AIM OF THE EXERCISE:
Find each line in the listing below that contains the word "headlight", and copy those lines out in full.

━━━ RECORDS SHOWN

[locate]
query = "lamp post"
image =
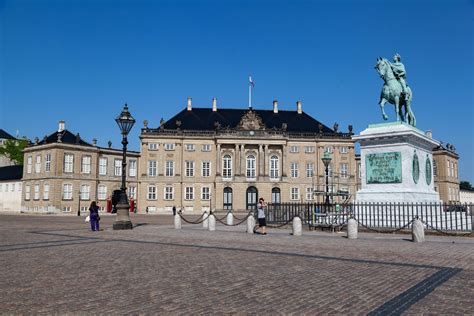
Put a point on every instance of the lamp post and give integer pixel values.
(125, 122)
(326, 161)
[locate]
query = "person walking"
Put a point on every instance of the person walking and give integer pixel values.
(94, 216)
(262, 224)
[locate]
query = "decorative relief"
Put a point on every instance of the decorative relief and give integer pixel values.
(251, 121)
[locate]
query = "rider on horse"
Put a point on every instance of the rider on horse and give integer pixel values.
(399, 71)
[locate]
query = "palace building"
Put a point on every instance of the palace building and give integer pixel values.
(64, 173)
(210, 158)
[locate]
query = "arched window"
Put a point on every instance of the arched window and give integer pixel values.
(274, 167)
(227, 198)
(227, 167)
(251, 173)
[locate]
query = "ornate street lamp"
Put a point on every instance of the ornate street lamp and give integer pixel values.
(326, 161)
(125, 122)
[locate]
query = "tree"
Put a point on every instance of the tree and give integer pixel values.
(13, 150)
(465, 185)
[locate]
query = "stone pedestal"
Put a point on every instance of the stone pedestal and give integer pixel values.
(396, 164)
(122, 220)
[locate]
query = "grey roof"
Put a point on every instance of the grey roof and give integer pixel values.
(206, 119)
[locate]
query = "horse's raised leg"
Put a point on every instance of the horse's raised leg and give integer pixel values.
(382, 105)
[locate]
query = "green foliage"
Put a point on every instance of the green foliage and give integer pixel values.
(13, 150)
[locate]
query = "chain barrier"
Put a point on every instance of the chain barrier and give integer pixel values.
(198, 221)
(240, 222)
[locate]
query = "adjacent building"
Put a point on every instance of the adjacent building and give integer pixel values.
(10, 188)
(214, 158)
(64, 173)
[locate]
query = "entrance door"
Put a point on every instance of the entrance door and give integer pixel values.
(252, 197)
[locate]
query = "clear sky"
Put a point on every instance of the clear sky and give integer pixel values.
(82, 60)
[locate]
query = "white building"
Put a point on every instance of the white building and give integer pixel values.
(10, 188)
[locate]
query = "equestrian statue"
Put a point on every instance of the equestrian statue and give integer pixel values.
(395, 89)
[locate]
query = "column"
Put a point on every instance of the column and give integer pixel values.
(218, 160)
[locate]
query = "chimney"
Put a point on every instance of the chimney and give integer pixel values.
(298, 107)
(61, 126)
(190, 103)
(214, 105)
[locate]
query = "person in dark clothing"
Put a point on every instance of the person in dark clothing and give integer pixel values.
(94, 216)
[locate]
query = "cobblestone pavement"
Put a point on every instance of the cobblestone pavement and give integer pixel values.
(54, 264)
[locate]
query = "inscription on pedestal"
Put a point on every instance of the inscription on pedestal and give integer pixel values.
(384, 167)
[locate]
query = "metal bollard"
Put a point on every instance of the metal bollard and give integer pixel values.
(205, 222)
(212, 223)
(250, 224)
(417, 231)
(177, 222)
(352, 228)
(230, 219)
(297, 226)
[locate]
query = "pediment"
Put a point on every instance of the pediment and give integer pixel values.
(251, 121)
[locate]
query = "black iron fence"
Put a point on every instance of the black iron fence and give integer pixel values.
(377, 216)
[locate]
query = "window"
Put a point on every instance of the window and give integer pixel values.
(151, 193)
(102, 192)
(205, 193)
(274, 167)
(251, 174)
(67, 191)
(29, 164)
(27, 192)
(309, 169)
(132, 171)
(169, 146)
(344, 170)
(294, 169)
(46, 191)
(85, 192)
(86, 164)
(189, 147)
(309, 149)
(294, 149)
(132, 192)
(102, 166)
(206, 169)
(36, 194)
(295, 193)
(189, 168)
(118, 167)
(169, 168)
(38, 164)
(227, 198)
(227, 167)
(152, 168)
(169, 192)
(276, 198)
(189, 193)
(47, 162)
(68, 163)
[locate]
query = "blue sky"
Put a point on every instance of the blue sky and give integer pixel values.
(82, 60)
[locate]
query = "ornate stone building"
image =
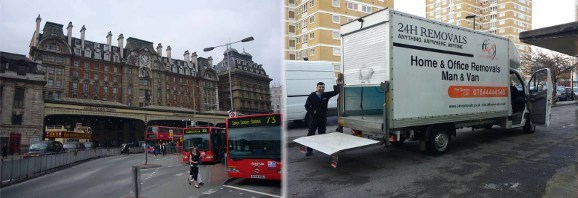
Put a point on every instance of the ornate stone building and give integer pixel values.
(277, 98)
(21, 104)
(251, 92)
(135, 75)
(120, 90)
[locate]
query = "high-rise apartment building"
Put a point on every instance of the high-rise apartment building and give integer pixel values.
(505, 18)
(312, 26)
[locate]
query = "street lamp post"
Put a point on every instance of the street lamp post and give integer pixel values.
(228, 45)
(474, 17)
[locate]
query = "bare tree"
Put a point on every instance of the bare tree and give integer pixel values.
(559, 64)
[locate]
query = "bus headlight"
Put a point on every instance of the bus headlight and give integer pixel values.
(233, 169)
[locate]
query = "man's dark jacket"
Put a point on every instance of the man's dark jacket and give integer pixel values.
(317, 106)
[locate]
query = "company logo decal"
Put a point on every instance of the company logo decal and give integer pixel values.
(489, 50)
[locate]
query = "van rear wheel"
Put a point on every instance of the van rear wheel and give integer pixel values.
(529, 127)
(438, 141)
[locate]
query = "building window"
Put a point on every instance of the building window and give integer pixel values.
(352, 6)
(105, 91)
(336, 51)
(16, 119)
(54, 47)
(335, 19)
(335, 3)
(59, 71)
(96, 89)
(19, 98)
(85, 89)
(366, 9)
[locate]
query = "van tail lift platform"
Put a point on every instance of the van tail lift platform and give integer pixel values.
(335, 143)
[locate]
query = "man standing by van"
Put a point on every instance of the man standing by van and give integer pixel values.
(316, 106)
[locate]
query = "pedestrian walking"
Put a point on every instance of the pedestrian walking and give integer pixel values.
(316, 106)
(194, 162)
(201, 155)
(156, 150)
(4, 150)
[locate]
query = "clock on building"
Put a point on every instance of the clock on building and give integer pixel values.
(144, 60)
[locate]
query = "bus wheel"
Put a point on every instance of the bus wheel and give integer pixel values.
(529, 127)
(438, 140)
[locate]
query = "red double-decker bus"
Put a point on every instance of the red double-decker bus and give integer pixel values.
(163, 133)
(209, 140)
(254, 147)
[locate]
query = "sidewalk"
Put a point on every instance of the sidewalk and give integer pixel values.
(294, 134)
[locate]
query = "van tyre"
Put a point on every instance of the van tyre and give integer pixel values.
(529, 127)
(399, 142)
(438, 140)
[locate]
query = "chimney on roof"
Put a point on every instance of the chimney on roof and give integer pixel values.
(121, 45)
(109, 41)
(69, 33)
(169, 53)
(37, 32)
(210, 60)
(82, 30)
(186, 55)
(194, 58)
(160, 49)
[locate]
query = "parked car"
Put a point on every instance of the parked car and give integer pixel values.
(48, 147)
(571, 94)
(561, 93)
(74, 146)
(89, 145)
(131, 148)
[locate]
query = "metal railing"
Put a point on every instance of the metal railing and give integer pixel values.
(17, 169)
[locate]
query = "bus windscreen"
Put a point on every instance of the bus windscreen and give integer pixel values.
(255, 142)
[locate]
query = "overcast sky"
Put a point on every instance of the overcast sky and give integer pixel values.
(544, 12)
(193, 25)
(184, 25)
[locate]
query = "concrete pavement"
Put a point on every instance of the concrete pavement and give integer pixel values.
(297, 130)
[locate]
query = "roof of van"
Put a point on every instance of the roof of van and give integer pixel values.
(309, 66)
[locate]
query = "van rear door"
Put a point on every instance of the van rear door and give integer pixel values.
(540, 103)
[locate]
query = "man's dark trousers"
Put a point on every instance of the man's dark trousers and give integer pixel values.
(316, 122)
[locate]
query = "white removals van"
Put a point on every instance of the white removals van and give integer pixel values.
(301, 78)
(411, 78)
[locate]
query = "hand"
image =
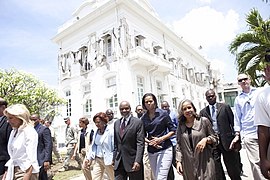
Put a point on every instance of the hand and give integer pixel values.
(265, 168)
(86, 163)
(201, 145)
(179, 167)
(234, 141)
(155, 141)
(46, 165)
(267, 72)
(136, 166)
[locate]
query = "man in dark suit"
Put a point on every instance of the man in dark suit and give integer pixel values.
(5, 130)
(128, 145)
(222, 119)
(44, 150)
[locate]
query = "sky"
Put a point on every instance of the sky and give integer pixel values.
(27, 28)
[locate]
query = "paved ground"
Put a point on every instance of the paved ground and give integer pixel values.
(246, 167)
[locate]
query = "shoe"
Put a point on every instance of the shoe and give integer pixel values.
(242, 173)
(62, 169)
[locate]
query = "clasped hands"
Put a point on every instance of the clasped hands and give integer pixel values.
(155, 142)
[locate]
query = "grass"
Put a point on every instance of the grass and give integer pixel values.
(66, 175)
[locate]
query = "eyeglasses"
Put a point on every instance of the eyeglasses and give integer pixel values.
(240, 80)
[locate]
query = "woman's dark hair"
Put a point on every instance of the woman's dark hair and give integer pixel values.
(154, 98)
(84, 120)
(103, 117)
(181, 116)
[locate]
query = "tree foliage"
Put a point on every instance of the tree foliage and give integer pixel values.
(20, 87)
(251, 47)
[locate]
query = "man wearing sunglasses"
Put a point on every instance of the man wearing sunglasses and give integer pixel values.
(244, 123)
(262, 119)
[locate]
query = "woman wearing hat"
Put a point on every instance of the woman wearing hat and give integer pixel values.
(22, 145)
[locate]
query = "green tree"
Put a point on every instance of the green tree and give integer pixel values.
(251, 47)
(20, 87)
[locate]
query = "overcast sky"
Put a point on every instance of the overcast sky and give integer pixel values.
(27, 27)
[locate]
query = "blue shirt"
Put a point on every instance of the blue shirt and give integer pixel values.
(244, 114)
(159, 126)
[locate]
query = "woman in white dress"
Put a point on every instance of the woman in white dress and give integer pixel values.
(22, 145)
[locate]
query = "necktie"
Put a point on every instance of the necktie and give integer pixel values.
(213, 112)
(122, 127)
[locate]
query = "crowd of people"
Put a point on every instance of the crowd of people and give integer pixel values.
(148, 145)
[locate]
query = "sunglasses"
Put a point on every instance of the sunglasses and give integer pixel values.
(240, 80)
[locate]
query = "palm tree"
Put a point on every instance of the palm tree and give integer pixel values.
(251, 47)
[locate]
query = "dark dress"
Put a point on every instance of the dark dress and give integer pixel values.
(196, 165)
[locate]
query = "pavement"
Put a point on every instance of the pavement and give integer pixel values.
(247, 175)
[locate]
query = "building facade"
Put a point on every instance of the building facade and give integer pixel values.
(115, 50)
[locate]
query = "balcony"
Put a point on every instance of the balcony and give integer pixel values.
(141, 57)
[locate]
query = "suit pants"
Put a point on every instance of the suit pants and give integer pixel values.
(42, 174)
(148, 174)
(122, 174)
(2, 166)
(252, 150)
(161, 162)
(231, 160)
(100, 168)
(70, 151)
(19, 174)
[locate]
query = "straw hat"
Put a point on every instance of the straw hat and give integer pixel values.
(20, 111)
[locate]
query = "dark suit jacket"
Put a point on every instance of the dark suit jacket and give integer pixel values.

━━━━━━

ANSWER TO THE EXERCISE:
query = "bus headlight"
Put a point on every instance of the bus headlight and give integer pixel values.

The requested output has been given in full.